_THE TASK_: Copy out each line below that contains the string "mouth". Case counts.

_SUPPLIED DATA_:
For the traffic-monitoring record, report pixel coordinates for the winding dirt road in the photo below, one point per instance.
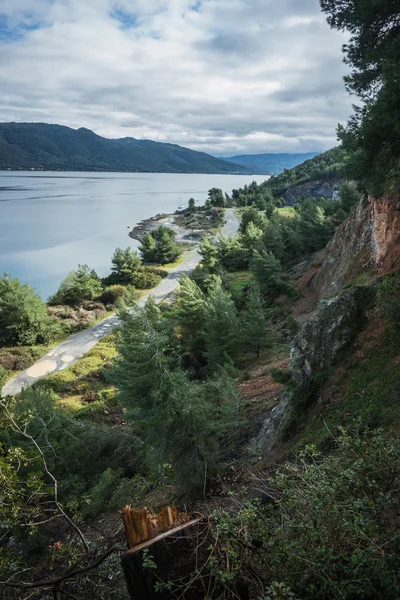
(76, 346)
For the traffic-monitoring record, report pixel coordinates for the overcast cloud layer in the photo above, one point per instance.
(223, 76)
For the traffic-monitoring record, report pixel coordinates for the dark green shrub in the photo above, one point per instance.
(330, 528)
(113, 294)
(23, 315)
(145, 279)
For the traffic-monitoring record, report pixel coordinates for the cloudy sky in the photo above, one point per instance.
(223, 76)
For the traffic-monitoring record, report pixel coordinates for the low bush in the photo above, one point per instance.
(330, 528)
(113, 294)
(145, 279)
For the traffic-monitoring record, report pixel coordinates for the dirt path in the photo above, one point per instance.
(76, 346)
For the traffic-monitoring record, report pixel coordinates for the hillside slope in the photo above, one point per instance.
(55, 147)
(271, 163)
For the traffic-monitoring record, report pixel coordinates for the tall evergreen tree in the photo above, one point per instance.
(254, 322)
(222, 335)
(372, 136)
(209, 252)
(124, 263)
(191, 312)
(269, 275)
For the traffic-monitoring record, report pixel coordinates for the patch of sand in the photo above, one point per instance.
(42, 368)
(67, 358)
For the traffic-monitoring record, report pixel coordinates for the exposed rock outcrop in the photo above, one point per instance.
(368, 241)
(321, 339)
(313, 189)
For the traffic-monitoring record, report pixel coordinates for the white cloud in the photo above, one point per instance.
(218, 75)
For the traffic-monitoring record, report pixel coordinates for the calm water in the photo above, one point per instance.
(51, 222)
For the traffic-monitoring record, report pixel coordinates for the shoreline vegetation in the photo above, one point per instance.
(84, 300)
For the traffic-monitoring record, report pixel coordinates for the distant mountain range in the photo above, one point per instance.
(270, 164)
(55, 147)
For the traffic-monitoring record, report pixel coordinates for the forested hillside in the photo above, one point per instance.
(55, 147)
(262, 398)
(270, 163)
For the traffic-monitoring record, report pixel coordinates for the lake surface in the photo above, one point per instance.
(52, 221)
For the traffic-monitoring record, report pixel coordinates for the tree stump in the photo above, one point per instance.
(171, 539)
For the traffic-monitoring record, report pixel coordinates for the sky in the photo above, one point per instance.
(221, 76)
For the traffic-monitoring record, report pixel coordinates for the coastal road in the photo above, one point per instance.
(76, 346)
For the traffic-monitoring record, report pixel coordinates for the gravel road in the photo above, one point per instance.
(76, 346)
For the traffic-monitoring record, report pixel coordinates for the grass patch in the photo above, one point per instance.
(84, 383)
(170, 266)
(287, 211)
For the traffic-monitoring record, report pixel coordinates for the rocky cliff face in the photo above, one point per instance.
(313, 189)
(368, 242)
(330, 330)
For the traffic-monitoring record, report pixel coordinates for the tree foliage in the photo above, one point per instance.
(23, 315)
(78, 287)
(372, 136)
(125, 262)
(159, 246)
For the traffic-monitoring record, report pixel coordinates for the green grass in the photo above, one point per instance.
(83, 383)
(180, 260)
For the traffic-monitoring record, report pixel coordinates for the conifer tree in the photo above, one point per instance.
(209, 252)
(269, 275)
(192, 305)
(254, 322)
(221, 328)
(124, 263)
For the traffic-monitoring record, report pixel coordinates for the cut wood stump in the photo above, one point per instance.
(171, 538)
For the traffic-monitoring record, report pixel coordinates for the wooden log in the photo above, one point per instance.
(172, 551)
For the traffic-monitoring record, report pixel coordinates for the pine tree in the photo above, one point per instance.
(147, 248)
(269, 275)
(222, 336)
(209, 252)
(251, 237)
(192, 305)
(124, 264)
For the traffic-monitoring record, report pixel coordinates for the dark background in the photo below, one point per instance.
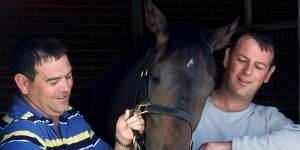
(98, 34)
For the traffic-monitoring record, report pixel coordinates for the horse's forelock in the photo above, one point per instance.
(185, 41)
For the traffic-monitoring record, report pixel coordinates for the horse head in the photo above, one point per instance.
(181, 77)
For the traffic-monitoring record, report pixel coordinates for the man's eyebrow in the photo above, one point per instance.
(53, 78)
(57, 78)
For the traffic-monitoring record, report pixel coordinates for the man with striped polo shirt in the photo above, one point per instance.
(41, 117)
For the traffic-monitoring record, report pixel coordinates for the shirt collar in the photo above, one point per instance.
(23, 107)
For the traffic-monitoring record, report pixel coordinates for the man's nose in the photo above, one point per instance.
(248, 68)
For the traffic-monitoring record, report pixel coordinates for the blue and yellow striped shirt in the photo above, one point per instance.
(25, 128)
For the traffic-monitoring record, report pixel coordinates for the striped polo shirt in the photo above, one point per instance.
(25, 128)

--

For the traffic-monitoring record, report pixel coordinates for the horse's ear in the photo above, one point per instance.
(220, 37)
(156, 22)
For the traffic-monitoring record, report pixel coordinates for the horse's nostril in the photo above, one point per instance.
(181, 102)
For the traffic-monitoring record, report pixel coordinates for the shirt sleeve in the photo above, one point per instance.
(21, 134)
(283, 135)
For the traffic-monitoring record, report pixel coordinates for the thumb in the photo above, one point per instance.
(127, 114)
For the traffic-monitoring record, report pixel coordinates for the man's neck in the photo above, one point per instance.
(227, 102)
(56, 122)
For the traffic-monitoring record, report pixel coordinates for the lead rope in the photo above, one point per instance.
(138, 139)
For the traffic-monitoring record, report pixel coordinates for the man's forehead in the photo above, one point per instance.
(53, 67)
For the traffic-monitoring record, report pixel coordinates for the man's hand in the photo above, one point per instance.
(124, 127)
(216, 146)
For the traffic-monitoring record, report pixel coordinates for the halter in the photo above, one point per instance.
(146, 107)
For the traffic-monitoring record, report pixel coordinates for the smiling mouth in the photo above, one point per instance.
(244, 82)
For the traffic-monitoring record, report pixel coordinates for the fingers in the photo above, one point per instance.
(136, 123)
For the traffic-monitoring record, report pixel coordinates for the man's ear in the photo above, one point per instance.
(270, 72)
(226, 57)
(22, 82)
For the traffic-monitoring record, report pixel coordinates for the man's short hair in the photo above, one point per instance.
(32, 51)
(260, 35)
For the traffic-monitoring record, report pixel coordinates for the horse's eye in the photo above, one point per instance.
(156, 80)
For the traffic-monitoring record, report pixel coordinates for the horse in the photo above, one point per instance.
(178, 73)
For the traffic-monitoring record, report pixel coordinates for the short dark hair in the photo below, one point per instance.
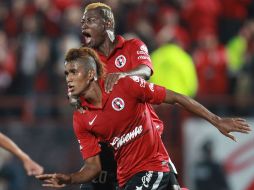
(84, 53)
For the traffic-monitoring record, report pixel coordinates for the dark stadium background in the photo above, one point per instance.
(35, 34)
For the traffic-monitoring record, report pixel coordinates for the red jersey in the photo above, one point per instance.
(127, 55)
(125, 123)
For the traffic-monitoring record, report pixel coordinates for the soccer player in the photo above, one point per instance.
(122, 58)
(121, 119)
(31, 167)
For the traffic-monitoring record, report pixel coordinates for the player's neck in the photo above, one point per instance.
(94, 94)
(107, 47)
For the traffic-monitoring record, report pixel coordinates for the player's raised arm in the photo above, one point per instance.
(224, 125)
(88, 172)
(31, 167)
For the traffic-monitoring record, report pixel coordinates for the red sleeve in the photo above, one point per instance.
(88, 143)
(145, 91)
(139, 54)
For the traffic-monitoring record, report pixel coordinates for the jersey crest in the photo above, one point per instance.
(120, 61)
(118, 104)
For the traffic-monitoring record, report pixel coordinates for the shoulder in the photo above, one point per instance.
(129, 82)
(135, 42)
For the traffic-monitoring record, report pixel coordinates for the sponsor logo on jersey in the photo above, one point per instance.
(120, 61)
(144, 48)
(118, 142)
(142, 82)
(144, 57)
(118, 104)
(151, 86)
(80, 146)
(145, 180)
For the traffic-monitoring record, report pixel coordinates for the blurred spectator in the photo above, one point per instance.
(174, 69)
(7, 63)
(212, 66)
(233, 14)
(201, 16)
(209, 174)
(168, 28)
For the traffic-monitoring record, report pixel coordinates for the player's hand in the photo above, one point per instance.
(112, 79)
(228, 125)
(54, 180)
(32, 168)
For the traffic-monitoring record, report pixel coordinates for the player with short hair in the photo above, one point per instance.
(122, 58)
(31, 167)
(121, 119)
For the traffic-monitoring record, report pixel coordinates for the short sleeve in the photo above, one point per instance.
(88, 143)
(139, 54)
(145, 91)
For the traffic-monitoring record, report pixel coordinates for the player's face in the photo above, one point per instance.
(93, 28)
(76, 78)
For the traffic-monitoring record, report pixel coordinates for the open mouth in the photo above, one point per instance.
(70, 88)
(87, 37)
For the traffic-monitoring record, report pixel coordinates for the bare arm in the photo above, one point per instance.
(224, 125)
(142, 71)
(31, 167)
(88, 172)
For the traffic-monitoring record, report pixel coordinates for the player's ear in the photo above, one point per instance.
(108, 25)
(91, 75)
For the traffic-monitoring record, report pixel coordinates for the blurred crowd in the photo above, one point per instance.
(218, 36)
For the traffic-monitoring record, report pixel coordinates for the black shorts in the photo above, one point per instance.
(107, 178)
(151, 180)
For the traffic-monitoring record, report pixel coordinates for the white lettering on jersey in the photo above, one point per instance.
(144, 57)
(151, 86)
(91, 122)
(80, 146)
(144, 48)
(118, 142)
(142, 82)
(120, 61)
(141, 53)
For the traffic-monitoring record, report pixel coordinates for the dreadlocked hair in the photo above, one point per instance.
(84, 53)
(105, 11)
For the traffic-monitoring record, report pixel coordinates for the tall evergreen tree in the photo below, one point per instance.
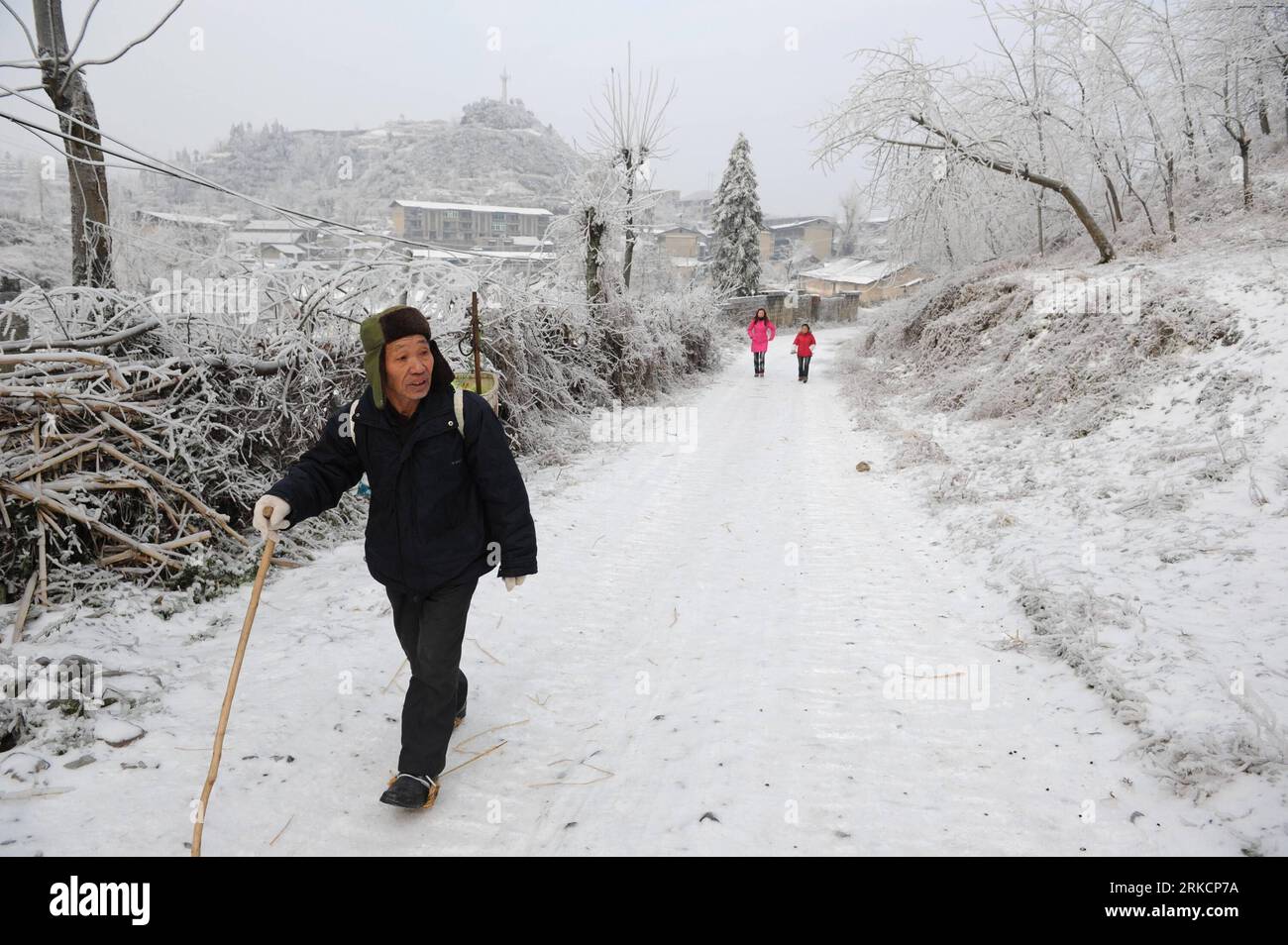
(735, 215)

_EXERCISE RESPONSE_:
For the traffic-monitoring record, report pixel coordinates for the smiling mouth in the photo above, one point per instance.
For the traffic-monitoring record, report pixel coordinates for the open mouth in the photo above, one point per instance.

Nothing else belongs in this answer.